* PAGE EXCERPT
────────────────
This amazing lady and her family have a special spot in my heart {see also; Birthday Aprons, Jazz Jammies, Baby Frolic and Echoes of Eternity}. Seven weeks ago, she had a serious health issue and was taken to the hospital by ambulance. I wanted to do something special for her. And by special, I mean make her a quilt. I tossed around ideas of finishing a quilt that I already had cut or one of the ones that I already had partially assembled, but nothing seemed to fit. With a prayer in my heart to find the right design and the desire to make something simple and fast enough to get it to her when she needed it, I rummaged through my stash and came across a page I'd ripped out of a catalog and put with some cute prints with the intent to use them to make that quilt. A plan began to form.
────────────────
* DATA SUPPLIED

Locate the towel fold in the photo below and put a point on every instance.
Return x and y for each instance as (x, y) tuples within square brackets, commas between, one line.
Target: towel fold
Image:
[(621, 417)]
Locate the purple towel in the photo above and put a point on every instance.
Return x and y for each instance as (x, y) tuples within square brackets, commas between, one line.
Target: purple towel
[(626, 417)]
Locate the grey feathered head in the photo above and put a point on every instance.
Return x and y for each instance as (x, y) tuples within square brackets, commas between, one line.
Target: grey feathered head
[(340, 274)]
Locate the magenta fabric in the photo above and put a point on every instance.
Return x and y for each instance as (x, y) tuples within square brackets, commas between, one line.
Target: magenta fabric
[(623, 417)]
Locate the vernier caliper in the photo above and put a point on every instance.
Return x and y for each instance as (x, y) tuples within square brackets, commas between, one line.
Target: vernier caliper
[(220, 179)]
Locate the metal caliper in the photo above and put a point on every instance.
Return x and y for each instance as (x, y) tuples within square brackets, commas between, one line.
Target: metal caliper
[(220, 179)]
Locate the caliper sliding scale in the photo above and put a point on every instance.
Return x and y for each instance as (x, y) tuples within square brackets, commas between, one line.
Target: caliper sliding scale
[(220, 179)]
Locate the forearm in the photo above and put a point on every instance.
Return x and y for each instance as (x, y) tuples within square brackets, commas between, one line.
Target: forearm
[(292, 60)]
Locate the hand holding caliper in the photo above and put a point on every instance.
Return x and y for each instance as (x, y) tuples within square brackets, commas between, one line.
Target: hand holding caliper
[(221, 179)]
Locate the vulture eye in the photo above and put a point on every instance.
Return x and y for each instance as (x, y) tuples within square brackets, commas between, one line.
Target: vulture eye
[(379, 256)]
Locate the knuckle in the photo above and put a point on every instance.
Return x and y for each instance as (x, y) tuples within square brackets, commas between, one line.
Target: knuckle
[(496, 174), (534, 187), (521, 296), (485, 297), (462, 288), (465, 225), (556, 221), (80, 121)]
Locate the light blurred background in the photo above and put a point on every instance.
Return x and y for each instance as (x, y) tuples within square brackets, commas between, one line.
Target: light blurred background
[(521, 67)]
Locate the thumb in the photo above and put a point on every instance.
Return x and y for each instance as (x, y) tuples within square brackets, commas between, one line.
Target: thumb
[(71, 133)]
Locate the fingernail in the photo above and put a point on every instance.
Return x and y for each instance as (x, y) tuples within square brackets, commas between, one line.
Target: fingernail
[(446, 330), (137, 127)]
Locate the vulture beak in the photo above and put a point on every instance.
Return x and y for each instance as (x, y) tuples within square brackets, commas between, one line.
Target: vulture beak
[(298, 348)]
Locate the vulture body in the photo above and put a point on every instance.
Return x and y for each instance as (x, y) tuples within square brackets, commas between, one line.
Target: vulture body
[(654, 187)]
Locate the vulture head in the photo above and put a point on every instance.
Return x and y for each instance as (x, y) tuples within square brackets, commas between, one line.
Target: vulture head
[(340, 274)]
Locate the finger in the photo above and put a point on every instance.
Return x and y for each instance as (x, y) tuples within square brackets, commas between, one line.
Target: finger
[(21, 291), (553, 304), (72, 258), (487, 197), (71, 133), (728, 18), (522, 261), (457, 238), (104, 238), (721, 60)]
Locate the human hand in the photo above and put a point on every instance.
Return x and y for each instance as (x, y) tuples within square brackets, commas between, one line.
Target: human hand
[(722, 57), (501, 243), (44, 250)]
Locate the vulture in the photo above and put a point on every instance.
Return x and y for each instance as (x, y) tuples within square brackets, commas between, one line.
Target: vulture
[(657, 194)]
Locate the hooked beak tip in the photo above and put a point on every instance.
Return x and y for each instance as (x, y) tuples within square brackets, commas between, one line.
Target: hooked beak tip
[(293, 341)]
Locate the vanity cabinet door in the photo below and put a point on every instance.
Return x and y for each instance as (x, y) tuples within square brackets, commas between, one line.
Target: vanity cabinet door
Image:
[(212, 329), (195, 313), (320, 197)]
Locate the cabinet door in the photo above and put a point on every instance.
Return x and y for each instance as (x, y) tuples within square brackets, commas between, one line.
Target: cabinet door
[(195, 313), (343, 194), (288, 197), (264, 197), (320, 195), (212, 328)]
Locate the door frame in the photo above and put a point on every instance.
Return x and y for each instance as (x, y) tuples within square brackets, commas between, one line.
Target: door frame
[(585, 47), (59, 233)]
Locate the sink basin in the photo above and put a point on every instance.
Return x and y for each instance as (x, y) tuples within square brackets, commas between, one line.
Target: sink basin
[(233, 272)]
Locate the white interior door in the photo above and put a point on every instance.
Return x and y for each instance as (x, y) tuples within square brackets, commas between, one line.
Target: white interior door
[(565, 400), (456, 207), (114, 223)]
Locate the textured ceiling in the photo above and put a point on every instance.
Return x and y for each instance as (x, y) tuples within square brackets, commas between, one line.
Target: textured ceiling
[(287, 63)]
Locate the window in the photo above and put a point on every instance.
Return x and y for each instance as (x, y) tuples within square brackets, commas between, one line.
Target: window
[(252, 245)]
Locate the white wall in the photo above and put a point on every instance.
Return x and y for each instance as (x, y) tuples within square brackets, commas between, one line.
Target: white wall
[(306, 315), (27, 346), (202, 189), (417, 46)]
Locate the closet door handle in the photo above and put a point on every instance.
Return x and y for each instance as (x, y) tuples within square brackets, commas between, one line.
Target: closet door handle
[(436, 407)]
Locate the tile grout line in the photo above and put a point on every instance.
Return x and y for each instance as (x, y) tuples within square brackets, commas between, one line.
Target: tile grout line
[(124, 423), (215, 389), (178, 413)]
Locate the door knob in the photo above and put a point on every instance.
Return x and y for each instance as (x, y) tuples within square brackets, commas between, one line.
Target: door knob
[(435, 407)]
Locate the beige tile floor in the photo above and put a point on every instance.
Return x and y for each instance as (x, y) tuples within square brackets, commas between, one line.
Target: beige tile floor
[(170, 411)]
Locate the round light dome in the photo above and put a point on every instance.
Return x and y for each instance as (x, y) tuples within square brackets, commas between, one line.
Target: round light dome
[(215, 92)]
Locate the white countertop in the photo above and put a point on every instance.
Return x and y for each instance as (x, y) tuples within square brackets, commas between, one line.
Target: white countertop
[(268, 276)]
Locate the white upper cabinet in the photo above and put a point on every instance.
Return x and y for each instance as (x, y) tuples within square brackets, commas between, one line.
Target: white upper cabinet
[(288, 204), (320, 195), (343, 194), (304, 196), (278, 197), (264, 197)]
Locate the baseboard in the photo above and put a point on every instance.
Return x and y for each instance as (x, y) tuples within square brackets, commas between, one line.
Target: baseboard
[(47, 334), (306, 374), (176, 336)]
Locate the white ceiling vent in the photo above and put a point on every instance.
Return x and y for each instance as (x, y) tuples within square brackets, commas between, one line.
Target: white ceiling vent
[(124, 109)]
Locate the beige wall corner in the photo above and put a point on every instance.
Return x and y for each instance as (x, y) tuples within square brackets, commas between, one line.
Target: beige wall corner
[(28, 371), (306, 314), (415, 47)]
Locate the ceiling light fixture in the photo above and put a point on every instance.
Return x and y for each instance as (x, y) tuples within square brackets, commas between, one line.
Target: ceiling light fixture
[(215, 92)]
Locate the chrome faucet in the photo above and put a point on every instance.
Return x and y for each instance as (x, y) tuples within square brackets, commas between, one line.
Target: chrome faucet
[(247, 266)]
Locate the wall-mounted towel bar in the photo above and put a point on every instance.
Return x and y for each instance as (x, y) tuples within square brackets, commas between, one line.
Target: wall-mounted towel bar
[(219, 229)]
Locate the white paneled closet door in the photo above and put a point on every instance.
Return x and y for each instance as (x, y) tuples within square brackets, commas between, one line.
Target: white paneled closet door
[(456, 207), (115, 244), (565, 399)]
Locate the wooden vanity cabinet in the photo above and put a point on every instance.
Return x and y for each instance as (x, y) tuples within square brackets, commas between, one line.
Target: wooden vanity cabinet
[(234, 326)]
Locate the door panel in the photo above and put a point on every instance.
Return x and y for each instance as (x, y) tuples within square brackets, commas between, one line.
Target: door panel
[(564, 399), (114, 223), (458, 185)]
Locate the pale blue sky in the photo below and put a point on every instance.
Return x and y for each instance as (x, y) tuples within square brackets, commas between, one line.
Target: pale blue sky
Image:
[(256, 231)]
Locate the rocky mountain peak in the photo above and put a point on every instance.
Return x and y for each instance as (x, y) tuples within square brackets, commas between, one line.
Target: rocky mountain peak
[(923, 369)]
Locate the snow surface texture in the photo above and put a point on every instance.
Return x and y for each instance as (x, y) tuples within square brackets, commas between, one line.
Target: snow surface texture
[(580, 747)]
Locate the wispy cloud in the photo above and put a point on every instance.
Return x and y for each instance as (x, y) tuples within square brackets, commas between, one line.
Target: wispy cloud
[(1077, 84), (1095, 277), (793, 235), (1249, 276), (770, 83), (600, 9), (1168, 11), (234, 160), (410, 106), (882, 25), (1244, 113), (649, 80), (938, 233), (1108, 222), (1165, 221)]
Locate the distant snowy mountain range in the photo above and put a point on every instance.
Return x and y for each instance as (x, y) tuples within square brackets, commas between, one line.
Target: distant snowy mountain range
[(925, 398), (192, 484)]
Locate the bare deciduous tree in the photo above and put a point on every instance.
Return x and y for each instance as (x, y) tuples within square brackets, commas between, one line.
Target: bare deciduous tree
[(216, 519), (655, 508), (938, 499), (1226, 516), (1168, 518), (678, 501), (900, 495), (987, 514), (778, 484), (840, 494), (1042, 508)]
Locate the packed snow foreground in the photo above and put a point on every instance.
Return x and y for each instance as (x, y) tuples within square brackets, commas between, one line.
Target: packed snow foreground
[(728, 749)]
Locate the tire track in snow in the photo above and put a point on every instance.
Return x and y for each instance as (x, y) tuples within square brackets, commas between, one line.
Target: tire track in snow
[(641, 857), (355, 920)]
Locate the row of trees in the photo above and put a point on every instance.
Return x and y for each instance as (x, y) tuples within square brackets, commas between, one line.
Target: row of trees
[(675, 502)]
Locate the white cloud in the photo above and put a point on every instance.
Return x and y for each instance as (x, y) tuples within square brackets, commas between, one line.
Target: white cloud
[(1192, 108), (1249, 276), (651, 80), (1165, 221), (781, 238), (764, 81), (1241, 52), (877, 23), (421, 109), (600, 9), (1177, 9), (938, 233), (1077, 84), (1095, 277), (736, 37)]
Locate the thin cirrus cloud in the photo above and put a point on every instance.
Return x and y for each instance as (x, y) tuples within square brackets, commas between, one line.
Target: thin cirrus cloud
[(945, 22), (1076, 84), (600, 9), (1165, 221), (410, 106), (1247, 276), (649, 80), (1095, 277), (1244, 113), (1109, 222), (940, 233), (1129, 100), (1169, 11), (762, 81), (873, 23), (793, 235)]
────────────────
* COMPLETE THE FOLLOWING
**a.** List every title given after "see also" in the quilt passage.
**b.** Rewrite the quilt passage from "This amazing lady" to "began to form.", changing "quilt" to "blanket" each time it appears.
The material above comes from a separate source and has no connection to the quilt passage.

* RESULTS FOR THE EXERCISE
**a.**
Birthday Aprons
Jazz Jammies
Baby Frolic
Echoes of Eternity

**b.**
This amazing lady and her family have a special spot in my heart {see also; Birthday Aprons, Jazz Jammies, Baby Frolic and Echoes of Eternity}. Seven weeks ago, she had a serious health issue and was taken to the hospital by ambulance. I wanted to do something special for her. And by special, I mean make her a blanket. I tossed around ideas of finishing a blanket that I already had cut or one of the ones that I already had partially assembled, but nothing seemed to fit. With a prayer in my heart to find the right design and the desire to make something simple and fast enough to get it to her when she needed it, I rummaged through my stash and came across a page I'd ripped out of a catalog and put with some cute prints with the intent to use them to make that blanket. A plan began to form.